Advertisement

Impact of COVID-19 on a Pragmatic, Cluster Randomized Clinical Trial for Fibromyalgia

      This paper is only available as a PDF. To read, Please Download here.
      Our objective was to present our experience on adapting to the challenges of COVID-19 pandemic on a pragmatic clinical trial. Transcutaneous Electrical Nerve Stimulation (TENS) in Physical Therapy (PT) Study (FM-TIPS) is a pragmatic, cluster-randomized clinical trial examining if the addition of TENS to routine PT improves movement-evoked pain in fibromyalgia (FM). FM patients (n=600) were enrolled from 24 PT clinics (12 PT only, 12 PT with TENS) across five healthcare systems. COVID-19 has significantly impacted PT practice and in-person interactions. In response, all PT clinics saw reduced volumes of patients, some clinics furloughed PTs, and some clinics were permanently closed. This led us to put contracts, reliance agreements, and training of clinics on hold and to seek additional clinics that could fill the gap for those who could no longer participate. It also led to a delay in onboarding healthcare systems and inpatient enrollment. In order to protect the integrity of the study and minimize missing data due to potential restrictions of in-person visits we developed alternative strategies. This includes procedures for home instruction of TENS via telehealth, a plan for bringing on backup clinics, and a plan for training virtually and in-person using personal protective equipment and social distancing. Assessment of primary outcome and questionnaire data were transitioned for the patient to perform at home through a patient-portal with embedded patient-specific videos. We have also set up a phone line for patients to call with additional questions or concerns. The impact of COVID-19 on statistical design and analysis was discussed including a plan for uneven enrollment across clinics and a sub-analysis of data for patients enrolled during or after the pandemic. In conclusion, COVID-19 altered the original study design of this large-pragmatic trial to account for greater flexibility for providers and patients to facilitate continued enrollment. NIH.

* Dataset records
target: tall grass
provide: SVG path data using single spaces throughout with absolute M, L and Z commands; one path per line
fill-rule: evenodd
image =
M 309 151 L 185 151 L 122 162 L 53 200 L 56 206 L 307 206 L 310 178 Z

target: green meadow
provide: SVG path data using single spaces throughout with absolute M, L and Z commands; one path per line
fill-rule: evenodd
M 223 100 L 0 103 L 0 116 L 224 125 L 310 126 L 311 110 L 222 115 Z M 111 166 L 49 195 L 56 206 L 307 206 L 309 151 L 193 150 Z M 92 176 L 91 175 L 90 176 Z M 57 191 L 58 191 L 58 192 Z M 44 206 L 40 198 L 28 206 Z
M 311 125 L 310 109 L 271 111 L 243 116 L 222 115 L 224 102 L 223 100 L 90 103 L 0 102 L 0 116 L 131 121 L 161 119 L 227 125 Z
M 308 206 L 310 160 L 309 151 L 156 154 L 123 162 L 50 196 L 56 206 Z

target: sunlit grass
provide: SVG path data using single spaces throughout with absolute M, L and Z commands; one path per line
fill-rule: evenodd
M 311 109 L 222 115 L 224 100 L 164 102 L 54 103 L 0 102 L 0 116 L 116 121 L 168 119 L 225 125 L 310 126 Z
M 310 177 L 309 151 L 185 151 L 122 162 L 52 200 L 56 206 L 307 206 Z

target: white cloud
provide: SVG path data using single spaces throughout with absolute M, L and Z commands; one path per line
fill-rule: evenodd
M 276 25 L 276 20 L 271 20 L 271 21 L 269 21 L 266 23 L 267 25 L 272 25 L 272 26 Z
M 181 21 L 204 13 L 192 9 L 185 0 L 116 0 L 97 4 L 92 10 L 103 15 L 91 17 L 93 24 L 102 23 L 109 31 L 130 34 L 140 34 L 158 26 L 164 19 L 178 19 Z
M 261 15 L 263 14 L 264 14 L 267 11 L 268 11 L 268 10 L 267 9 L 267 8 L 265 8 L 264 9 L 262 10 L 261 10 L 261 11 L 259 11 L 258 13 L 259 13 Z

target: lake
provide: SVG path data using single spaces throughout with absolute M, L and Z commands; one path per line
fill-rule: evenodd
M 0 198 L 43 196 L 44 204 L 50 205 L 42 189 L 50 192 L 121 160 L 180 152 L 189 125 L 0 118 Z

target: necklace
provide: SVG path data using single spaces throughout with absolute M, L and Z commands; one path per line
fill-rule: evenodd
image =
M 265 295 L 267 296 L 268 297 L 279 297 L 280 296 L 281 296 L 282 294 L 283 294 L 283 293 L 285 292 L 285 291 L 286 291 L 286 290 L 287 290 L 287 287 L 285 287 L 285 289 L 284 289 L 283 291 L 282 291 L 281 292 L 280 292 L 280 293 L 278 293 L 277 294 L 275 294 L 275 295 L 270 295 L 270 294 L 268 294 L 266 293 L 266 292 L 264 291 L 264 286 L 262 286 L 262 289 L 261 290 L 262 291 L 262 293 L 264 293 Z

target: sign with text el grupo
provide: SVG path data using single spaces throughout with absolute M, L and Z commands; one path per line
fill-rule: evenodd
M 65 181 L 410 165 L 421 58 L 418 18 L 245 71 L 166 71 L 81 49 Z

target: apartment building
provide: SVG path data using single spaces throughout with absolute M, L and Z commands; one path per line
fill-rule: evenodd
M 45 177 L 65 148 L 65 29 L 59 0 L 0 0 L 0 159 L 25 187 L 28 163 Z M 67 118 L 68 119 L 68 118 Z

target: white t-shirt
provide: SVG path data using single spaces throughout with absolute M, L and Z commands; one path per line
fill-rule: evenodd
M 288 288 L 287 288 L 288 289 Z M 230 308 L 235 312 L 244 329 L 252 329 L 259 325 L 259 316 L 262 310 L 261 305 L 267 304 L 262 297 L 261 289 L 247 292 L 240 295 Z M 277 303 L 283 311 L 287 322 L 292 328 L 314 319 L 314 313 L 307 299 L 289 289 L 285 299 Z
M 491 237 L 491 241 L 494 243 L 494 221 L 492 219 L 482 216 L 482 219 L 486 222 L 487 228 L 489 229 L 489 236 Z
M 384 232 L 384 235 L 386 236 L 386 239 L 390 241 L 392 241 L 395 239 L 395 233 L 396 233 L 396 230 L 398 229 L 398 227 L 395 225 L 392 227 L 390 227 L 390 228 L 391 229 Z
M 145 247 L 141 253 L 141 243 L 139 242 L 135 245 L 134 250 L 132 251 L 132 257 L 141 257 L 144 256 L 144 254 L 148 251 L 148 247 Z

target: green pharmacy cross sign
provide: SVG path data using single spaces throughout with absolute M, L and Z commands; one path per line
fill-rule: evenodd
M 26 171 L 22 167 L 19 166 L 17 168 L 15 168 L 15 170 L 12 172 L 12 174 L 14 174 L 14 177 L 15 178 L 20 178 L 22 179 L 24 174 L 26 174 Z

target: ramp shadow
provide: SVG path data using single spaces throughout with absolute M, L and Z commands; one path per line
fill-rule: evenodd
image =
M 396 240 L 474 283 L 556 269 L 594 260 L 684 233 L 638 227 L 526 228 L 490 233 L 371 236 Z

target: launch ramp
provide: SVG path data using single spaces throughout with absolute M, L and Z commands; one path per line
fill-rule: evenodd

* Work request
From the COVID-19 fibromyalgia trial abstract above the rows, reproduce verbatim the passage between "Impact of COVID-19 on a" and "Please Download here.", inclusive.

* The answer
Impact of COVID-19 on a Pragmatic, Cluster Randomized Clinical Trial for Fibromyalgia

      This paper is only available as a PDF. To read, Please Download here.